PROBLEM STATEMENT
Needed from the data below: every line from the one with "# point at: round" up to and including the one with "x=508, y=487", repeated exactly and with nothing else.

SUPPLIED MATERIAL
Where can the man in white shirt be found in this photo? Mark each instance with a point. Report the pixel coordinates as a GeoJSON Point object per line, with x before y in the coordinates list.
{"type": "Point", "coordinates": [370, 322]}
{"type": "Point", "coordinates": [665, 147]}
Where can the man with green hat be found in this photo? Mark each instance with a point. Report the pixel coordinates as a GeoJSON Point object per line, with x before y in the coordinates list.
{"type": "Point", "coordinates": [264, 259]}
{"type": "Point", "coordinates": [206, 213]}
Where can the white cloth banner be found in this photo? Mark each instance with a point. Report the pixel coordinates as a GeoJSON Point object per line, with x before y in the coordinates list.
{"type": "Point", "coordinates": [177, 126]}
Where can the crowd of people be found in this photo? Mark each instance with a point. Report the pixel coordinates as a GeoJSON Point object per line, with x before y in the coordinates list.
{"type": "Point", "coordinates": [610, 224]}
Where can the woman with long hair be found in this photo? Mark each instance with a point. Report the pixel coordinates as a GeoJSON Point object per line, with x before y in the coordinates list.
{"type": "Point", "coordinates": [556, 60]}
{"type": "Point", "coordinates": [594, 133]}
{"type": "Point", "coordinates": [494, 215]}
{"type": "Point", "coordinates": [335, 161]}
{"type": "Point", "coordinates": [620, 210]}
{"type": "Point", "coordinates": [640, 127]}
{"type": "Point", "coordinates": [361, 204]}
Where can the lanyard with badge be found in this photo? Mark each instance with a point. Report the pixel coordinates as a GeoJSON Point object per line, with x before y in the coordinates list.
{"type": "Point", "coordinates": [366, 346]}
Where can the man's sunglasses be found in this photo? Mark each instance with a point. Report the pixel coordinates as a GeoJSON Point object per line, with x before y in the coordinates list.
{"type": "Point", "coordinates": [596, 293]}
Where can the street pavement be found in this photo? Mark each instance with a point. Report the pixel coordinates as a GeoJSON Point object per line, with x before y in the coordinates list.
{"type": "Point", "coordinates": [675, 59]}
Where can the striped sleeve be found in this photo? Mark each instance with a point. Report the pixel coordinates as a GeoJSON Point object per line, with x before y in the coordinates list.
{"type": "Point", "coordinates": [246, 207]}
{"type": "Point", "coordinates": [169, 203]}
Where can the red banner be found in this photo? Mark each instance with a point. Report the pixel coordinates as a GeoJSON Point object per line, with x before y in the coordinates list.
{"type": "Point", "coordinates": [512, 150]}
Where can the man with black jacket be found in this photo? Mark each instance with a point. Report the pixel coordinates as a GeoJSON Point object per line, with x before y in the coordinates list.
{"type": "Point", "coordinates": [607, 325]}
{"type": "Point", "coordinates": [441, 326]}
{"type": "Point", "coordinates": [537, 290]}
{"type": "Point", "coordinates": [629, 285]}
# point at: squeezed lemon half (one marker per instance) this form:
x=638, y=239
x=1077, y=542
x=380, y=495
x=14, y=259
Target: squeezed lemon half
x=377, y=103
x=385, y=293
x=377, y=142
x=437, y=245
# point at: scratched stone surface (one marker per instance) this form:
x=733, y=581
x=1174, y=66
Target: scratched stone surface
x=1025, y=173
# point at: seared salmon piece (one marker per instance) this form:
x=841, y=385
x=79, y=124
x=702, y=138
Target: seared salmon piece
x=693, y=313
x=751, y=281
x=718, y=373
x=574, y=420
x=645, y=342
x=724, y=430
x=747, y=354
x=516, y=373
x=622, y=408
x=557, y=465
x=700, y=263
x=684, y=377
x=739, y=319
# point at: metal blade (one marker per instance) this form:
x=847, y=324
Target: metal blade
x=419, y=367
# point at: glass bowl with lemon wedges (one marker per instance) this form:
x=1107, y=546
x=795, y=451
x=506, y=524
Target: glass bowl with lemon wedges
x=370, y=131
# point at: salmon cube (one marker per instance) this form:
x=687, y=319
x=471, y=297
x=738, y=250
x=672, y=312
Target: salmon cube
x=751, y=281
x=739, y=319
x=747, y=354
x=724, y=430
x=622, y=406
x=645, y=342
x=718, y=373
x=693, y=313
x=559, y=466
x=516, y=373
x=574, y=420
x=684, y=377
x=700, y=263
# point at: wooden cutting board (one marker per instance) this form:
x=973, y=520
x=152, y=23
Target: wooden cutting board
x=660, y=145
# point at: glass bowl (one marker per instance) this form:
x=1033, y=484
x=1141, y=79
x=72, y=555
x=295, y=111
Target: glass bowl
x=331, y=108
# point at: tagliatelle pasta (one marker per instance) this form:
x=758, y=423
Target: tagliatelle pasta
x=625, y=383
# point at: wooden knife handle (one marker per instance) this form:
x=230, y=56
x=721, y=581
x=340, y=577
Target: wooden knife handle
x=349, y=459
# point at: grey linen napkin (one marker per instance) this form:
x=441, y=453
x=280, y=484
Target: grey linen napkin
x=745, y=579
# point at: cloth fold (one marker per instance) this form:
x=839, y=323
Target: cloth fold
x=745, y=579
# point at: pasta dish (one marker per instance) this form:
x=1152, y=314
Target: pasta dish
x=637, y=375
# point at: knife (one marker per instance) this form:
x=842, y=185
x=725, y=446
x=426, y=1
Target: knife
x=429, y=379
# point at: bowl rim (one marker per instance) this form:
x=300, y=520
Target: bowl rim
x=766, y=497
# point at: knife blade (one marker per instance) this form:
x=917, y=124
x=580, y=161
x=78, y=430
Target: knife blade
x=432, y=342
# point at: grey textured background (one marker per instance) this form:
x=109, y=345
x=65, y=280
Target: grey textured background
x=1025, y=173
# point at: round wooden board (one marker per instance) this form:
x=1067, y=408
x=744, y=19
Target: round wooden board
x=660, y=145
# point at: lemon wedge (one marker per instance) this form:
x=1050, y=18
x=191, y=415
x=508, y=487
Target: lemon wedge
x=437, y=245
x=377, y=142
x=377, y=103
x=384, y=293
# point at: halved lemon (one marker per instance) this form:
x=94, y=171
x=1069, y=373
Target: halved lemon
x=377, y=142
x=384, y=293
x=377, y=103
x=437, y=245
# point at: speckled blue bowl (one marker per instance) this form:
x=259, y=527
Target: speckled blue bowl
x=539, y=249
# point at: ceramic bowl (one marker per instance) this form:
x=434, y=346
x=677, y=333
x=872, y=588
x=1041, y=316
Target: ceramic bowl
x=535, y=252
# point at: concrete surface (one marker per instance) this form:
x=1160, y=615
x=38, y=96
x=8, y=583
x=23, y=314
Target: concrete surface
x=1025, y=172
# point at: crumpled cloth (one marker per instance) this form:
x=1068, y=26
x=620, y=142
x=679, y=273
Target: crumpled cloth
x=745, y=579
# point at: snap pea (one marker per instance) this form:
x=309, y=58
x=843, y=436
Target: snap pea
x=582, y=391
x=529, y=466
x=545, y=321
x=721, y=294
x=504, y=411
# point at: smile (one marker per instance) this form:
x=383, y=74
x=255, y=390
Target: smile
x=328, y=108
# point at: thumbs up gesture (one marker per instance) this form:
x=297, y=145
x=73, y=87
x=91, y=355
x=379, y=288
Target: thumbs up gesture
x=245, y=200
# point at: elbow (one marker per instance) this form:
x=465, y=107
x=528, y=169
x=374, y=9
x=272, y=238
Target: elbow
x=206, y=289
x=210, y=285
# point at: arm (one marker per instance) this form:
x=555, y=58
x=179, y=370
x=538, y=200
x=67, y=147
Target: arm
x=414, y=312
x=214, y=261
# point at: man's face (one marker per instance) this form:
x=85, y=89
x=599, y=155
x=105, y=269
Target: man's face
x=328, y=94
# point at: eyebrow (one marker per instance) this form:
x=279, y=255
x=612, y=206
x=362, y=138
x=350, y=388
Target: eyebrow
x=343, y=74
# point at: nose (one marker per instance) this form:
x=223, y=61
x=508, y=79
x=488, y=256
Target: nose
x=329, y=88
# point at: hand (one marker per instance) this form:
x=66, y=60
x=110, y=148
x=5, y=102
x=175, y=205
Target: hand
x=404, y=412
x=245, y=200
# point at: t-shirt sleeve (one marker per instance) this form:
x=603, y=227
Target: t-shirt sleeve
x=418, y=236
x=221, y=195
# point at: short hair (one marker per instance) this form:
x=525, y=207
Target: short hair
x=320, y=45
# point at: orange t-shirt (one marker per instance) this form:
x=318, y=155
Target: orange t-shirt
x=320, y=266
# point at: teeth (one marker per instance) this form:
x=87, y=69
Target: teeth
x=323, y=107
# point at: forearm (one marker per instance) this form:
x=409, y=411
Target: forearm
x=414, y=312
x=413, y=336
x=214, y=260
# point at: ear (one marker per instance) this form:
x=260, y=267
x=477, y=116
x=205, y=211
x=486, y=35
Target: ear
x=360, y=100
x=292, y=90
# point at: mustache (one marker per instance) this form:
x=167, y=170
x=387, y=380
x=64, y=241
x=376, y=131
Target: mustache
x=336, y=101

FINISHED TASK
# point at: round wooden board (one marker per instance) this form:
x=1067, y=408
x=744, y=19
Target: round wooden board
x=660, y=145
# point at: lemon wedge (one marker per instance) this form:
x=1050, y=18
x=191, y=415
x=508, y=487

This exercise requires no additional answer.